**Work to complete:** Repeat each line exactly, leaving nothing out.

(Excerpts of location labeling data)

════════

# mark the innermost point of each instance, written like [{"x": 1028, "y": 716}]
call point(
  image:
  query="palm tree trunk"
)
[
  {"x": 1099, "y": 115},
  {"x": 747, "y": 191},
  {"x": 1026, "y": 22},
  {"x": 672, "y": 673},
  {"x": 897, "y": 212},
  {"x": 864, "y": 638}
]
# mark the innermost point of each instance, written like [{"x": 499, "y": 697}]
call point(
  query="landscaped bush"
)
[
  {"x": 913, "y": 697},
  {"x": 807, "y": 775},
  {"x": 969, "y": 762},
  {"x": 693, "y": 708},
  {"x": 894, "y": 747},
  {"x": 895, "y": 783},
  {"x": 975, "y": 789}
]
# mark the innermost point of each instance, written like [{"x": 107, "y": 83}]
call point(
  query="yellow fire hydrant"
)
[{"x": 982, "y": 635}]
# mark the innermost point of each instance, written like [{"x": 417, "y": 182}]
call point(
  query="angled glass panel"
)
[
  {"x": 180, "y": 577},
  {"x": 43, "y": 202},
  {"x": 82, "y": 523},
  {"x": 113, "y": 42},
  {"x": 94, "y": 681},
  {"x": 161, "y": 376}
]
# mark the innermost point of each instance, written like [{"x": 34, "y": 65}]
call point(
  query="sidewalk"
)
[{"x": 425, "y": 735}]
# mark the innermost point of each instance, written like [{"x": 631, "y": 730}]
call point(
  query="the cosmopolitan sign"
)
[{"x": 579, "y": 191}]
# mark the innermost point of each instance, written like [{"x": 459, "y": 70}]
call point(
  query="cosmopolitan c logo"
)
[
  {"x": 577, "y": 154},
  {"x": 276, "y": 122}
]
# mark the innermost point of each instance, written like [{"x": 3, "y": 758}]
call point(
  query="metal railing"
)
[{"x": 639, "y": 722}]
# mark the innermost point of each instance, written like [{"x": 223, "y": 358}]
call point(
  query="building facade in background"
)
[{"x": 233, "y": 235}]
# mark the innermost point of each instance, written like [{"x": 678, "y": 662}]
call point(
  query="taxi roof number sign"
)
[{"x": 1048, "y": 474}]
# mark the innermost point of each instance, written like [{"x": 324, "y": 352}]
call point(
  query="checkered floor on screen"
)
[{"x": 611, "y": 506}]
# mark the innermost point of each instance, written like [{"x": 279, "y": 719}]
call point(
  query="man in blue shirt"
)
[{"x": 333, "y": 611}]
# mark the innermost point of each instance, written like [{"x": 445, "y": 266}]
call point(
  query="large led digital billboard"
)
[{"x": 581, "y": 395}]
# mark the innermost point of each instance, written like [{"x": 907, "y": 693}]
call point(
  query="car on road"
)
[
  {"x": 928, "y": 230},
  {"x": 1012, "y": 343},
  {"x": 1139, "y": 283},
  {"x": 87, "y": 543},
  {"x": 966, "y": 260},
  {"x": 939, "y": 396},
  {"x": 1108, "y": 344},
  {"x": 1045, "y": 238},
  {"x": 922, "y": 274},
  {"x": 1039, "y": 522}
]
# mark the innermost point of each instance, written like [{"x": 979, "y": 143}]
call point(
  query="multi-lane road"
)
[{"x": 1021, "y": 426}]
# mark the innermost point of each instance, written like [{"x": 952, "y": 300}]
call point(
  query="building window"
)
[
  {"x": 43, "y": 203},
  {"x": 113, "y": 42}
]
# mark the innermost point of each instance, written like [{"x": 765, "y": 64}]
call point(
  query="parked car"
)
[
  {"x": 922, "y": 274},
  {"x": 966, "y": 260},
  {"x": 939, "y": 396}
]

════════

**Expected answer:**
# mark the innermost point of each instance, written like [{"x": 1028, "y": 716}]
call point(
  image:
  query="palm tree trunk"
)
[
  {"x": 1099, "y": 115},
  {"x": 747, "y": 191},
  {"x": 1026, "y": 22},
  {"x": 672, "y": 673},
  {"x": 897, "y": 212},
  {"x": 864, "y": 638}
]
# mark the innermost point of each instance, written like [{"x": 499, "y": 697}]
call point(
  query="landscaped bush"
)
[
  {"x": 913, "y": 697},
  {"x": 807, "y": 775},
  {"x": 969, "y": 762},
  {"x": 693, "y": 708},
  {"x": 894, "y": 747},
  {"x": 895, "y": 783},
  {"x": 975, "y": 789}
]
# mark the innermost point of each instance, written like [{"x": 107, "y": 83}]
call point(
  query="yellow fire hydrant"
)
[{"x": 982, "y": 635}]
# mark the innermost point of each instance, written like [{"x": 417, "y": 182}]
call point(
  query="angled glass panel"
)
[
  {"x": 180, "y": 577},
  {"x": 43, "y": 202},
  {"x": 82, "y": 523},
  {"x": 113, "y": 42},
  {"x": 94, "y": 681},
  {"x": 161, "y": 376}
]
# mark the innermost point of each instance, written like [{"x": 34, "y": 65}]
call point(
  query="sidewalk"
)
[{"x": 425, "y": 735}]
# mark the innermost point of each instance, written like [{"x": 631, "y": 730}]
call point(
  query="the cosmopolitan sign"
)
[{"x": 579, "y": 191}]
# mark the innermost point of each instance, written like [{"x": 459, "y": 70}]
call point(
  query="cosmopolitan c logo"
)
[
  {"x": 577, "y": 154},
  {"x": 276, "y": 122}
]
# mark the innermost point of each instance, written like [{"x": 3, "y": 758}]
call point(
  query="metal railing"
)
[{"x": 639, "y": 722}]
# mark the innermost point of each instance, written like [{"x": 223, "y": 358}]
call point(
  query="building facade in background"
)
[{"x": 233, "y": 235}]
# mark the innermost point of each instance, written like [{"x": 678, "y": 662}]
call point(
  query="taxi roof number sign"
)
[{"x": 1048, "y": 474}]
# mark the innermost point of each instance, written like [{"x": 324, "y": 352}]
call point(
  query="checkered floor on screen"
)
[{"x": 611, "y": 506}]
# mark the innermost point of each instance, written like [{"x": 279, "y": 719}]
call point(
  query="man in blue shirt"
)
[{"x": 333, "y": 611}]
# mark the innermost point of each instance, written like [{"x": 445, "y": 266}]
call point(
  query="large led digital billboard"
)
[{"x": 581, "y": 395}]
# mark the innermost point of each instance, written like [{"x": 907, "y": 693}]
call point(
  query="car on road"
)
[
  {"x": 928, "y": 230},
  {"x": 1012, "y": 343},
  {"x": 1139, "y": 283},
  {"x": 87, "y": 543},
  {"x": 966, "y": 260},
  {"x": 939, "y": 396},
  {"x": 1108, "y": 344},
  {"x": 1045, "y": 238},
  {"x": 922, "y": 274},
  {"x": 1039, "y": 522}
]
# mark the innermost point of each instance, written like [{"x": 979, "y": 143}]
call point(
  query="multi-lane road"
)
[{"x": 1021, "y": 426}]
# mark the innermost point of each instance, written like [{"x": 952, "y": 300}]
call point(
  query="building window"
)
[
  {"x": 43, "y": 203},
  {"x": 113, "y": 42}
]
# mark the innermost point of each instance, written like [{"x": 765, "y": 64}]
call point(
  query="parked car"
)
[
  {"x": 922, "y": 274},
  {"x": 966, "y": 260},
  {"x": 939, "y": 396}
]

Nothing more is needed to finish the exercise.